Point-per-instance localization data:
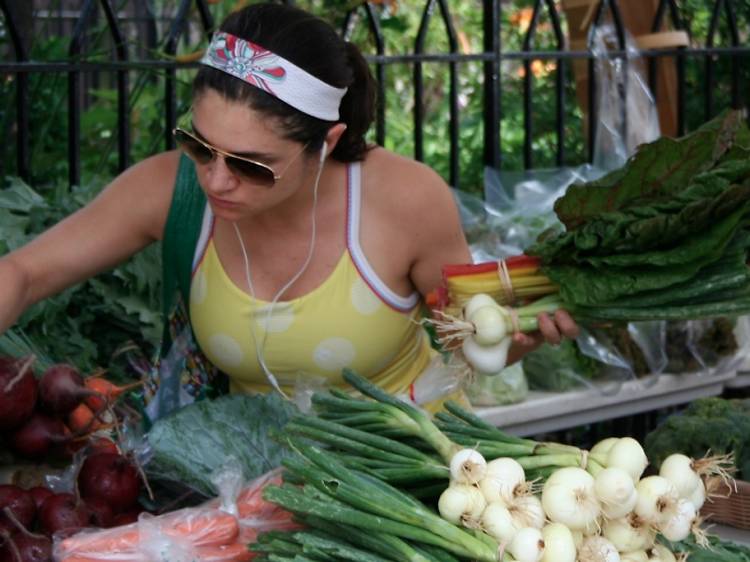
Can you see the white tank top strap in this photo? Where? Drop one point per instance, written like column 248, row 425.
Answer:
column 396, row 301
column 203, row 238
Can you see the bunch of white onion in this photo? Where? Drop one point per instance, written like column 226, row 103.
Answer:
column 486, row 329
column 495, row 498
column 605, row 514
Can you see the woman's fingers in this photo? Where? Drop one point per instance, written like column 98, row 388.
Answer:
column 555, row 328
column 549, row 330
column 566, row 325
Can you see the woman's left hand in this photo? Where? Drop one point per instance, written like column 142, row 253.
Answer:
column 552, row 329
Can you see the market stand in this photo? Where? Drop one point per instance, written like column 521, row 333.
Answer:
column 543, row 412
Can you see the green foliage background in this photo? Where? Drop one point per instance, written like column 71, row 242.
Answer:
column 89, row 322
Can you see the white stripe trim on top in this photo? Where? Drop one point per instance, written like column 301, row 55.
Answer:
column 206, row 227
column 368, row 274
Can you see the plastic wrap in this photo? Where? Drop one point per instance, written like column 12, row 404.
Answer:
column 618, row 78
column 507, row 387
column 442, row 377
column 217, row 531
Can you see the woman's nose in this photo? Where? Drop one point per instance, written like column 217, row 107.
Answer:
column 219, row 178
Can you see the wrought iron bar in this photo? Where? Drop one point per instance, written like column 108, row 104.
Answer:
column 74, row 95
column 491, row 72
column 453, row 122
column 419, row 81
column 170, row 94
column 528, row 81
column 22, row 95
column 123, row 93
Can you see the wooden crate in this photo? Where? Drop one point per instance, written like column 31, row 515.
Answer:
column 731, row 507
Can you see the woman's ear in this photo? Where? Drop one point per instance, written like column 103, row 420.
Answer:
column 334, row 135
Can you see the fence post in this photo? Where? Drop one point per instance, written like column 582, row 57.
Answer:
column 492, row 47
column 22, row 87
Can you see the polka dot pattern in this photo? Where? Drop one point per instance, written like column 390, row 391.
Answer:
column 226, row 350
column 363, row 299
column 280, row 320
column 333, row 354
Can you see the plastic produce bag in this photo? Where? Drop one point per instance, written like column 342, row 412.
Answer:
column 442, row 377
column 618, row 78
column 217, row 531
column 507, row 387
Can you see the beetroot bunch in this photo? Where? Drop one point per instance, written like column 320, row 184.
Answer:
column 34, row 422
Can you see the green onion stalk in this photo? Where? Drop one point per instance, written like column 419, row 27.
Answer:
column 403, row 436
column 336, row 494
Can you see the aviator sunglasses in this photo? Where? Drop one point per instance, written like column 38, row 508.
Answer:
column 203, row 153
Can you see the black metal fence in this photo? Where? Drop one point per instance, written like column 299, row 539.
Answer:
column 724, row 15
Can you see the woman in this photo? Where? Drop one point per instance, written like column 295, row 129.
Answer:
column 293, row 248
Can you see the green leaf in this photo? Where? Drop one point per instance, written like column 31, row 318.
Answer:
column 658, row 170
column 20, row 197
column 189, row 445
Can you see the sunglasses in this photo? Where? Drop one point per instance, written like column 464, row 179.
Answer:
column 202, row 153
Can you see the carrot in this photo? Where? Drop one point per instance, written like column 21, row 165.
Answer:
column 83, row 419
column 108, row 392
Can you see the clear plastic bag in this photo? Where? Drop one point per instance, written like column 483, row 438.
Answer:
column 509, row 386
column 442, row 377
column 216, row 531
column 617, row 78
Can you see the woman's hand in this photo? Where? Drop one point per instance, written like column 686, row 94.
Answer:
column 552, row 329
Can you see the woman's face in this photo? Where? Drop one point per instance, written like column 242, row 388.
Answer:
column 235, row 128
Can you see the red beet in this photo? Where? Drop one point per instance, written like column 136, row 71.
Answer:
column 39, row 494
column 112, row 478
column 30, row 548
column 62, row 511
column 20, row 502
column 61, row 389
column 101, row 513
column 38, row 436
column 18, row 392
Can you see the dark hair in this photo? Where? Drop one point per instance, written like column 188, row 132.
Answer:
column 313, row 45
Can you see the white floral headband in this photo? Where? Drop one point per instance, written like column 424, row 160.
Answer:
column 273, row 74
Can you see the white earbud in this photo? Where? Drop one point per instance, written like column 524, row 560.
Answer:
column 323, row 151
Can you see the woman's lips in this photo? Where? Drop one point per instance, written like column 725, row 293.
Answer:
column 221, row 202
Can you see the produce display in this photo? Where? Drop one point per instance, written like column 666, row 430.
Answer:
column 61, row 418
column 370, row 477
column 663, row 238
column 381, row 481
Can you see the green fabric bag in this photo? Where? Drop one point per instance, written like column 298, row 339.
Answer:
column 183, row 374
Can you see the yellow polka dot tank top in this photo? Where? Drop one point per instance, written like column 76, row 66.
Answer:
column 351, row 320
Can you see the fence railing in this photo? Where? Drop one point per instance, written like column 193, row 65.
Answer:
column 492, row 56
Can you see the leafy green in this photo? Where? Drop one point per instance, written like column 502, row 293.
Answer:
column 657, row 171
column 669, row 230
column 707, row 424
column 558, row 368
column 190, row 444
column 87, row 323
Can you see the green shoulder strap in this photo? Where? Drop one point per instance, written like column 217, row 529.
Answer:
column 181, row 235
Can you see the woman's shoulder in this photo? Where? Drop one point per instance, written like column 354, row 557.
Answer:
column 395, row 178
column 148, row 186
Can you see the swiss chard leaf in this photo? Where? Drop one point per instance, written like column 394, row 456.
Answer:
column 189, row 445
column 657, row 171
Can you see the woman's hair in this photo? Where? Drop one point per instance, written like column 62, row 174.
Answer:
column 313, row 45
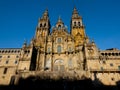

What the task asks:
The word "hand" appears on some lines of the data above; count those lines and return only the number.

Output of the exercise:
2